##### LISTED ENTRIES

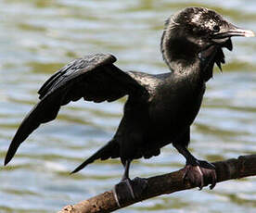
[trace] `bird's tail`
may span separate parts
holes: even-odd
[[[93,163],[96,159],[106,160],[109,157],[114,158],[119,157],[119,144],[113,139],[109,141],[106,145],[97,150],[93,156],[87,158],[80,166],[78,166],[72,172],[76,173],[88,164]]]

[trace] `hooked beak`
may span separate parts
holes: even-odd
[[[233,36],[243,36],[243,37],[254,37],[255,34],[252,31],[239,29],[232,24],[229,25],[228,29],[215,34],[213,39],[224,39]]]

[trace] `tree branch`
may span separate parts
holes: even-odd
[[[256,155],[240,156],[237,159],[233,158],[212,164],[216,167],[217,182],[256,175]],[[187,181],[183,182],[183,174],[184,170],[180,169],[147,179],[148,186],[141,197],[136,199],[124,198],[122,200],[122,207],[160,194],[195,188]],[[211,183],[208,177],[204,181],[205,186]],[[108,191],[88,200],[67,206],[58,213],[108,213],[119,208],[121,207],[116,202],[113,192]]]

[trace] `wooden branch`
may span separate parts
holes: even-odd
[[[256,175],[256,155],[240,156],[238,158],[212,163],[216,167],[217,182]],[[184,170],[147,179],[147,188],[138,199],[124,198],[122,207],[150,197],[195,188],[187,181],[183,182]],[[211,183],[206,177],[205,186]],[[58,213],[108,213],[121,208],[112,191],[105,192],[88,200],[65,207]]]

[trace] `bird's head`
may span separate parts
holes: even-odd
[[[173,62],[191,64],[199,59],[208,81],[214,63],[220,69],[224,63],[222,48],[232,50],[232,36],[251,37],[254,33],[236,27],[213,10],[187,7],[166,21],[161,40],[163,58],[172,69]]]

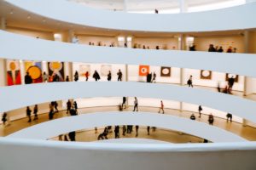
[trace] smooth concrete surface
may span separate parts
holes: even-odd
[[[1,170],[255,170],[256,144],[99,144],[0,139]],[[11,162],[10,162],[11,160]]]
[[[0,31],[0,56],[10,60],[165,65],[256,77],[256,54],[251,54],[88,46],[41,40],[3,31]]]
[[[92,113],[63,117],[22,129],[6,138],[48,139],[72,131],[114,124],[159,127],[218,143],[247,141],[240,136],[207,123],[170,115],[132,111]]]
[[[206,89],[133,82],[69,82],[3,87],[1,112],[49,101],[90,97],[137,96],[183,101],[232,113],[256,122],[255,101]]]
[[[193,32],[256,27],[253,17],[256,15],[256,3],[197,13],[143,14],[94,9],[66,0],[5,1],[28,13],[56,21],[113,30]]]

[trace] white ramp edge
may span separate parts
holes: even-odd
[[[48,139],[81,129],[109,125],[158,127],[183,132],[212,142],[245,142],[245,139],[204,122],[170,115],[147,112],[99,112],[49,121],[20,130],[6,138]]]

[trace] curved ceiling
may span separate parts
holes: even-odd
[[[88,7],[124,10],[125,4],[129,11],[144,11],[158,9],[178,8],[181,0],[67,0],[78,3]],[[242,0],[185,0],[189,7],[211,5],[219,3],[243,2]]]

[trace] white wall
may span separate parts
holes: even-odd
[[[65,0],[6,0],[30,13],[67,23],[115,30],[196,32],[255,28],[256,3],[211,10],[175,14],[142,14],[93,9]],[[55,9],[58,8],[56,11]],[[92,16],[97,17],[96,20]],[[211,19],[211,20],[209,20]],[[203,23],[203,24],[202,24]]]

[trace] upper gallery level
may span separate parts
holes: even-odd
[[[32,0],[5,0],[2,1],[2,4],[8,6],[13,13],[19,11],[20,16],[30,17],[35,14],[43,17],[44,22],[50,20],[55,23],[64,22],[115,31],[197,32],[256,27],[256,22],[252,17],[256,14],[256,3],[205,12],[169,14],[129,14],[96,9],[66,0],[53,1],[50,5],[43,0],[36,3]]]

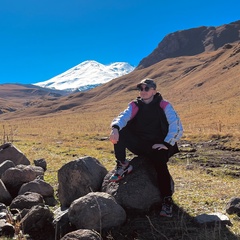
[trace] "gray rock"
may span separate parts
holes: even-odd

##########

[SHORT TASK]: Rescale the items from the line with "[trace] upper gallery level" through the end of the items, repeating every line, requests included, and multiplying each coordinate in the answers by 1.65, rounded to whole numbers with halves rounded up. Leave the pictures out of the answer.

[EXPECTED ANSWER]:
[trace] upper gallery level
may span separate parts
holes: even-odd
[[[53,0],[8,0],[3,2],[3,7],[13,10],[21,21],[31,18],[33,26],[50,28],[58,23],[71,28],[73,36],[83,33],[91,38],[106,36],[190,51],[325,53],[422,45],[422,36],[416,28],[422,23],[422,5],[338,20],[279,23],[213,23],[158,15],[109,0],[87,2],[83,8],[71,0],[59,5]]]

[trace] "gray rock"
may span separate parts
holes: even-odd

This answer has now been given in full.